**Exercises:**
(a) In the profile of Giannis Kiliaras, explain in one to three sentences why the Trikala entry under his senior career has an arrow before the club name.
(b) From the profile of Giannis Kiliaras, write out the part that opens with the words containing "- 2013–2014: Ergotelis" and closes with "footballer (born 1988)".

-- start of Document --

Giannis Kiliaras

Personal information
- Full name: Ioannis Rafail Kiliaras
- Date of birth: 9 June 1988 (age 37)
- Place of birth: Nea Alikarnassos, Crete, Greece
- Height: 1.75 m (5 ft 9 in)
- Position: Left-back

Team information
- Current team: Irodotos

Youth career
- Irodotos
- 0000–2007: Ergotelis
- 2006–2007: → PANOM (loan)

Senior career*
- Years: Team / Apps / (Gls)
- 2007–2010: Ergotelis / 11 / (1)
- 2010: → Trikala (loan) / 15 / (1)
- 2010–2013: Panachaiki / 82 / (2)
- 2013–2014: Ergotelis / 5 / (0)
- 2014–2015: Irodotos / 12 / (2)
- 2015–2019: OFI / 66 / (2)
- 2019–2020: Ergotelis / 13 / (0)
- 2020–2021: Irodotos
- 2022–2024: Almyros Gaziou
- 2024–: Irodotos

= Giannis Kiliaras =

Greek footballer (born 1988)

Giannis Kiliaras (Γιάννης Κοιλιάρας; born 9 June 1988) is a Greek professional footballer who plays as a left back for Irodotos.

-- end of Document --
-- start of Supplied data --

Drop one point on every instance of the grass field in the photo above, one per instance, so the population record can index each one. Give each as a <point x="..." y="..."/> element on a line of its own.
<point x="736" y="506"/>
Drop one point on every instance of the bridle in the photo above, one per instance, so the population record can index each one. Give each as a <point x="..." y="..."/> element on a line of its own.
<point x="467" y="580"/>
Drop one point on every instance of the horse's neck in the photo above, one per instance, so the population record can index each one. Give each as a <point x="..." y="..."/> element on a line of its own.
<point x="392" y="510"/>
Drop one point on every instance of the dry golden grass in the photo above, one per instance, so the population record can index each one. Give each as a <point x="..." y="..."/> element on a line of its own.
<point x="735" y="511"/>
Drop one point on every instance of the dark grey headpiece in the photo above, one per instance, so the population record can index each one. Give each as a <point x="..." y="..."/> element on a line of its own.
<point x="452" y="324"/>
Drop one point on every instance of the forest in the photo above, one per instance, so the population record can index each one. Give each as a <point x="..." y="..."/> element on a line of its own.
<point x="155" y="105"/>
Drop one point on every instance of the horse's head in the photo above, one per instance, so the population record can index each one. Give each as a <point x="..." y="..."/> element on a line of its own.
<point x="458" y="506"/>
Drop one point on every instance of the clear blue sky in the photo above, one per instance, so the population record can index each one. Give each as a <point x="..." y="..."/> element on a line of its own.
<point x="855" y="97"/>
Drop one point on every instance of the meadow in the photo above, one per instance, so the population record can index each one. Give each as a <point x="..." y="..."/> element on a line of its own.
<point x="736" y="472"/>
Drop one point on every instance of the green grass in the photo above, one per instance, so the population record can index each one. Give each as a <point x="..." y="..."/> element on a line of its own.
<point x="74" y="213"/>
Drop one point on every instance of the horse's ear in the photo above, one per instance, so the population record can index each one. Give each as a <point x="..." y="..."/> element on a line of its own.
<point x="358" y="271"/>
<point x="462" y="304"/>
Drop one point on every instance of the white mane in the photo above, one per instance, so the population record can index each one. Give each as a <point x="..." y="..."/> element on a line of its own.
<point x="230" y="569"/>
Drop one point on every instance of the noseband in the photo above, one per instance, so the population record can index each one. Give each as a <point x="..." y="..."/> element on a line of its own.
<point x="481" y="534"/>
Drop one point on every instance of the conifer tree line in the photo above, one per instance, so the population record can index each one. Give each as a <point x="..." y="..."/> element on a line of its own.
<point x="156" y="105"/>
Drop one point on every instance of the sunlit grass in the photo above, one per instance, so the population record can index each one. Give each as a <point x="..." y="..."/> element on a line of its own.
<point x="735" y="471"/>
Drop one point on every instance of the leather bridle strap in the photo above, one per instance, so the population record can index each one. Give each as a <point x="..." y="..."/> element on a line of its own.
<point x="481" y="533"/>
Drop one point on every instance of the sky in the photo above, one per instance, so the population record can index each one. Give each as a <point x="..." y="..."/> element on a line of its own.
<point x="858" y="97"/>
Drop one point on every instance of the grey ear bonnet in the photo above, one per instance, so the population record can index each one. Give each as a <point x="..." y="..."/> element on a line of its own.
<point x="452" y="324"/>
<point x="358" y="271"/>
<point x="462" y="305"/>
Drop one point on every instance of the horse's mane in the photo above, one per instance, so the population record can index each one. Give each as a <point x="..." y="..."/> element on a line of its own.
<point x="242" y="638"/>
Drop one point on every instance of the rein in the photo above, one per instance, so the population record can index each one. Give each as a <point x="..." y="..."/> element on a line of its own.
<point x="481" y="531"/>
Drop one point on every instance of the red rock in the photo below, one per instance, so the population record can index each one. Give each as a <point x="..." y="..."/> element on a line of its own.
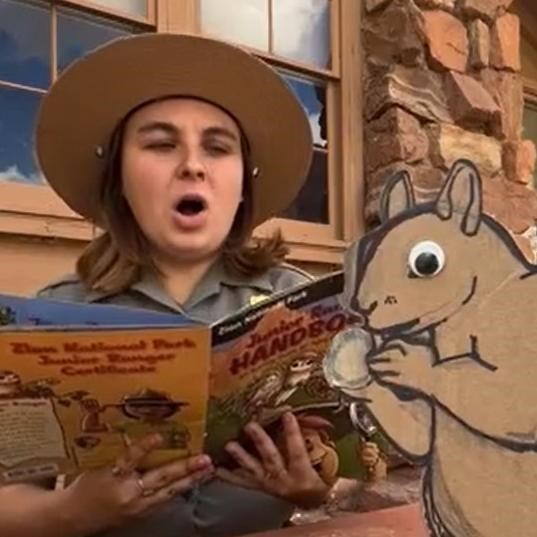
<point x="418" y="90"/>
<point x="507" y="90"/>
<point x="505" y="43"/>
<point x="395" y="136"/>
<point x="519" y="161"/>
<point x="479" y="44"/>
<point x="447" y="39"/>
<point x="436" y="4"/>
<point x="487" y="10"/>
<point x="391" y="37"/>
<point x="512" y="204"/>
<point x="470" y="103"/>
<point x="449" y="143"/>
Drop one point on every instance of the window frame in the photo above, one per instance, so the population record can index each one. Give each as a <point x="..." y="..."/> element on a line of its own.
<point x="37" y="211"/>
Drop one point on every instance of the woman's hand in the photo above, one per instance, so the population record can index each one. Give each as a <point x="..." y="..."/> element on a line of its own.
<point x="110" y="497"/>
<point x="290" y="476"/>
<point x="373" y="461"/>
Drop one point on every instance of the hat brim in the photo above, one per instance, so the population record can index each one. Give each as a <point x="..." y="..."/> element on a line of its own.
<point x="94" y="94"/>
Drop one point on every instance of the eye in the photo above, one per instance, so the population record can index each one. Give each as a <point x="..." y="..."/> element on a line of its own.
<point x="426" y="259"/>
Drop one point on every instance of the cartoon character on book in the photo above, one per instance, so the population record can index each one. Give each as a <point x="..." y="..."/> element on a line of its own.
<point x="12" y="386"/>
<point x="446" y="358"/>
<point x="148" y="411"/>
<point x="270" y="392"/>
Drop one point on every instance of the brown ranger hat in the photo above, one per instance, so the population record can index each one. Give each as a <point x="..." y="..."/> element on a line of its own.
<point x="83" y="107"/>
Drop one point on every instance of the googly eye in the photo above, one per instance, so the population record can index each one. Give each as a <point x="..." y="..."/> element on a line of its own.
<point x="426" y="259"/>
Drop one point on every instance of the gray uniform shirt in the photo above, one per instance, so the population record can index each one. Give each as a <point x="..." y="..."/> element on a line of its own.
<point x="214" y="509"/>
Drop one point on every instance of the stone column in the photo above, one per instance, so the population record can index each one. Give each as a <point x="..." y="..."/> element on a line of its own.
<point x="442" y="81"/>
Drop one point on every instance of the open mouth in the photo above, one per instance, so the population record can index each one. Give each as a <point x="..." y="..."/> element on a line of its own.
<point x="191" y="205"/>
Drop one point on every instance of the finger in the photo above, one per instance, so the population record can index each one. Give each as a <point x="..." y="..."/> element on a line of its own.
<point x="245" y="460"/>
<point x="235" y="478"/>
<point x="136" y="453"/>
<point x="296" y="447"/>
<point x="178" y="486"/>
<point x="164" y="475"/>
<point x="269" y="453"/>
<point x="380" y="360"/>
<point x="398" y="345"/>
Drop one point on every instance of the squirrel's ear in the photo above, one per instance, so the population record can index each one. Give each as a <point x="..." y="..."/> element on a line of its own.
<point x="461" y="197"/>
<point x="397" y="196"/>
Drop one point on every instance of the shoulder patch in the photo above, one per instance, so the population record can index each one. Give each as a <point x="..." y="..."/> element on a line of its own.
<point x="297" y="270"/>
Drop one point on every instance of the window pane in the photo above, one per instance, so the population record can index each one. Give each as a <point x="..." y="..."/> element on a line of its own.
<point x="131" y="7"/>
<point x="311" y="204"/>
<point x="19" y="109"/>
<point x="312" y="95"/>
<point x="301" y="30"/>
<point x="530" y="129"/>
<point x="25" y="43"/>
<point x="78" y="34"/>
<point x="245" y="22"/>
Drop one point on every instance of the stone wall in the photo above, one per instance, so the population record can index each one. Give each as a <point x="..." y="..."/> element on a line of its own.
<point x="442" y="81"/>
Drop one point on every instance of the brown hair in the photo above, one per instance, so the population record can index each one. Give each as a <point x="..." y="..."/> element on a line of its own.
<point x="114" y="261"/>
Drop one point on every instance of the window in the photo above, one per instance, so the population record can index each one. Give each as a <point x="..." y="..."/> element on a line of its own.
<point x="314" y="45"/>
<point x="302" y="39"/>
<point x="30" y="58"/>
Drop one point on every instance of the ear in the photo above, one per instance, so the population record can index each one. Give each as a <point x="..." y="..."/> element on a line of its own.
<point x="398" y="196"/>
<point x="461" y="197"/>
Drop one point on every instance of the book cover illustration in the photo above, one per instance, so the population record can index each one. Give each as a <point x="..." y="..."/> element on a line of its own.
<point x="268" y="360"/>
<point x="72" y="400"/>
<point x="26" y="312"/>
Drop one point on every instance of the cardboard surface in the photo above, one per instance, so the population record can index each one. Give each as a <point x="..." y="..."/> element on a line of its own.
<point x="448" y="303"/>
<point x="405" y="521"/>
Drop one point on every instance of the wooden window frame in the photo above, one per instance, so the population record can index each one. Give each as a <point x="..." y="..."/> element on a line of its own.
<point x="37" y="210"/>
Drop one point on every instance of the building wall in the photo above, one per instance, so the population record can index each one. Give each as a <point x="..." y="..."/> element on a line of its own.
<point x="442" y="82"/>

-- end of Supplied data --
-- start of Supplied data --

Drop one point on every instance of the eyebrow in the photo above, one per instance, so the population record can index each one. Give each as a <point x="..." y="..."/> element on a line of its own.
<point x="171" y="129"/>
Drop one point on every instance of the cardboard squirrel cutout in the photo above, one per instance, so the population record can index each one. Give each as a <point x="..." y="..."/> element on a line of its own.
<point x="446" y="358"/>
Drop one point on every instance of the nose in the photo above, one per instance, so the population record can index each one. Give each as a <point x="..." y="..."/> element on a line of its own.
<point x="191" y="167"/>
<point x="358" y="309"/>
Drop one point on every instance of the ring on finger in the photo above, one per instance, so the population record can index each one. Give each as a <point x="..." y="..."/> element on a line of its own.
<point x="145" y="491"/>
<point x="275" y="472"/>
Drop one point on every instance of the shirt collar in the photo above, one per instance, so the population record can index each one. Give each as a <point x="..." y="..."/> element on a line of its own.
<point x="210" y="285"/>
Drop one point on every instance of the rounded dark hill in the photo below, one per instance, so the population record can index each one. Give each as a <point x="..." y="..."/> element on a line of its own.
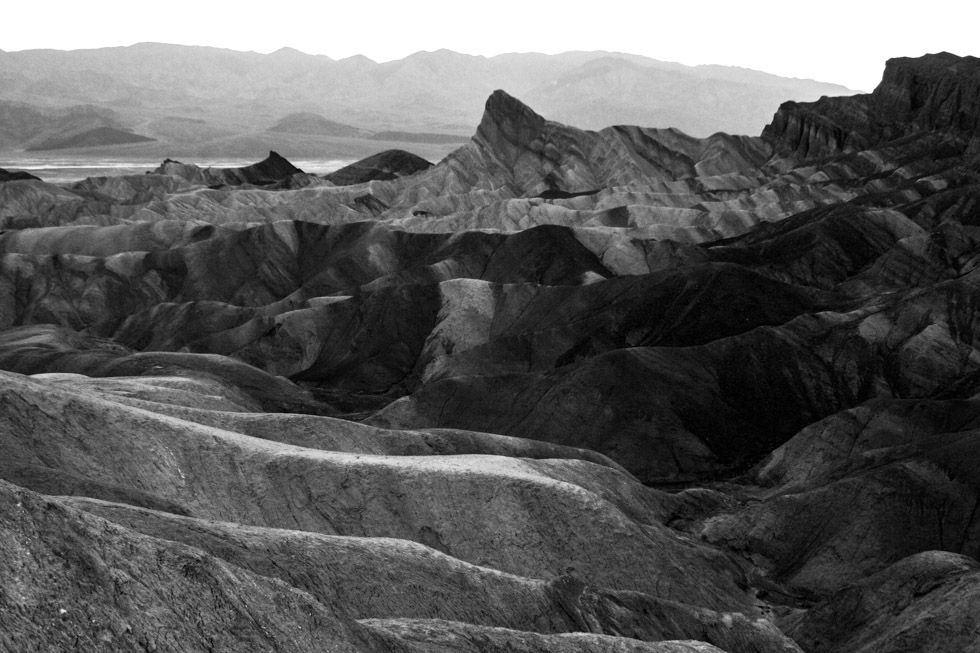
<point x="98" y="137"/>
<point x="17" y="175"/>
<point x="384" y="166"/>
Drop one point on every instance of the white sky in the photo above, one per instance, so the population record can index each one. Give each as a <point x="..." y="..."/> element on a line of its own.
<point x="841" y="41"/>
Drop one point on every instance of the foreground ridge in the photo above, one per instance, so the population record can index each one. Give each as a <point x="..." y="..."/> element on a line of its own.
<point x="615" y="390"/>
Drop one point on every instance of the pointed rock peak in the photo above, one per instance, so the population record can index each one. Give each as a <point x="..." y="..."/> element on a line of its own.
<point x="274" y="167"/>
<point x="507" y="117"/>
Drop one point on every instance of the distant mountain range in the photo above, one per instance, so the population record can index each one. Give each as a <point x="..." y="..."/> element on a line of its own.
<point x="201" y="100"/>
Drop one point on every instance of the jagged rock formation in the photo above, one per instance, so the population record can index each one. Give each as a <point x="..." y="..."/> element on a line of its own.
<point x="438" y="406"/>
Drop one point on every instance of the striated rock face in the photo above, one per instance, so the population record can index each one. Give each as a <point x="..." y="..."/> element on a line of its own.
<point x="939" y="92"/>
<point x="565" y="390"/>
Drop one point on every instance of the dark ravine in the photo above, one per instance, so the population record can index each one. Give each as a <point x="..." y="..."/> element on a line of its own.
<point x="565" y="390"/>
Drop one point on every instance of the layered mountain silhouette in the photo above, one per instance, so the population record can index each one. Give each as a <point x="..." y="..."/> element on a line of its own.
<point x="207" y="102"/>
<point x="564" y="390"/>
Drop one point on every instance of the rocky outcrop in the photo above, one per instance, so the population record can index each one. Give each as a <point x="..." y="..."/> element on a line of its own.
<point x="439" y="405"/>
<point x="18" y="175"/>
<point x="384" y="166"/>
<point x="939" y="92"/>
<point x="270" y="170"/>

-- end of Supplied data --

**Solutions to each task:**
(a) The arrow marks a loan spell. The entry reads "2010: → Trikala (loan)", so his 2010 stint at Trikala was a loan. The same mark appears on the youth-career entry "2006–2007: → PANOM (loan)".

(b)
- 2013–2014: Ergotelis / 5 / (0)
- 2014–2015: Irodotos / 12 / (2)
- 2015–2019: OFI / 66 / (2)
- 2019–2020: Ergotelis / 13 / (0)
- 2020–2021: Irodotos
- 2022–2024: Almyros Gaziou
- 2024–: Irodotos

= Giannis Kiliaras =

Greek footballer (born 1988)